■ GIVEN TEXT ■
/---
The failure to conclude the recount process by the 25-day deadline along with the increased pressure on CARICOM scrutinizers to serve during an extended period has damaged Guyana’s standing in the global community. Making this assertion in his recent writings was Ambassador of Antigua and Barbuda to the United States and the Organization of American States (OAS), Sir Ronald Sanders.
The official was keen to note that the 25-day recount process which came to an end on May 30 was stretched out not by any inefficiency of the persons doing the recount but by constraints imposed on the process. To be exact, Sir Ronald said that the process was stretched out by “obfuscation and dilatory tactics.” Expounding further, the envoy said that a big part of the constraints is the protocols demanded by the Guyana COVID-19 task force which he said is essentially a political body headed by a caretaker prime minister left-over from the former government. The official commented that the protocols imposed by the COVID-19 task force limit the number of counting stations and persons who can be present for a count. On that premise, Sir Ronald in no uncertain terms said it is the task force’s protocols that contributed to the delays, by not allowing more counting stations with appropriate protocols.
These delays he noted resulted in the recount process being extended to June 16. As a consequence of this extension, Sir Ronald said that the three overburdened CARICOM scrutinizers, Cynthia Barrow-Giles (St Lucia/Barbados), John Jarvis (Antigua and Barbuda) and Sylvester King (St Vincent and the Grenadines), who are already in highly pressured circumstances away from their homes and families, will be in Guyana for 37 days altogether.
The Ambassador said it should be clear that the “CARICOM Three” scrutinizing the elections with only the support of the resident representative of the OAS, is striving not only to uphold CARICOM’s commitment to democracy but Guyana’s as well. He said therefore that their contribution must be acknowledged and appropriately honoured in due course.
\---
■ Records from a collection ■
/---
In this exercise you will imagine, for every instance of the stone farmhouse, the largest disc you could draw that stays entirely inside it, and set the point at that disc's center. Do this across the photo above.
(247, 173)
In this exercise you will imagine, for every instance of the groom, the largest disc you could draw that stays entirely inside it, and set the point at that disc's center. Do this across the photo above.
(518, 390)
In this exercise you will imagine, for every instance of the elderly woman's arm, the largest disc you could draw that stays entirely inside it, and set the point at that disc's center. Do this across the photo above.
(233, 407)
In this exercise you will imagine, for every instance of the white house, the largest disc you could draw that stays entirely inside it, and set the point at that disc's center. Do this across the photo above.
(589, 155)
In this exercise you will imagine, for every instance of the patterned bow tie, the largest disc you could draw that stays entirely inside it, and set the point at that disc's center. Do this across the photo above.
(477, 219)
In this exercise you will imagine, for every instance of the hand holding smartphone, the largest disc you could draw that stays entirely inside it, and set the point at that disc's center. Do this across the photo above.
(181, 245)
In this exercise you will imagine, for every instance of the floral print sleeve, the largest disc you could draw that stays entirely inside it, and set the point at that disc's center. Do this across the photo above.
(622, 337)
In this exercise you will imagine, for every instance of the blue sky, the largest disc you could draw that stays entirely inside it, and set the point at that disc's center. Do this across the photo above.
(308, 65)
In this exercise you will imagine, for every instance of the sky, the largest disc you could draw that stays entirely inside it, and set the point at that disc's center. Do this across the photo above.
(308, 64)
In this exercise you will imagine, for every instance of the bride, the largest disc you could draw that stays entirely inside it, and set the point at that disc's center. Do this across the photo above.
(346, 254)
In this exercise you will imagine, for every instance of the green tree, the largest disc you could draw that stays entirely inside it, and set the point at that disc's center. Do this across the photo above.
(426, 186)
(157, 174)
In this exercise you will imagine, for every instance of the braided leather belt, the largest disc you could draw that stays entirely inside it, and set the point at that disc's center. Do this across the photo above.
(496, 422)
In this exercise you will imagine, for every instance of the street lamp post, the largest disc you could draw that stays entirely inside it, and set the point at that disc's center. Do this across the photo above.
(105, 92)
\---
■ APPLY WHAT YOU READ ■
1. Name each CARICOM scrutinizer mentioned in the article on Guyana's election recount.
2. According to the article on Guyana's election recount, what date was the recount process extended to?

■ EXERCISE SOLUTIONS ■
1. Cynthia Barrow-Giles (St Lucia/Barbados), John Jarvis (Antigua and Barbuda), and Sylvester King (St Vincent and the Grenadines)

2. June 16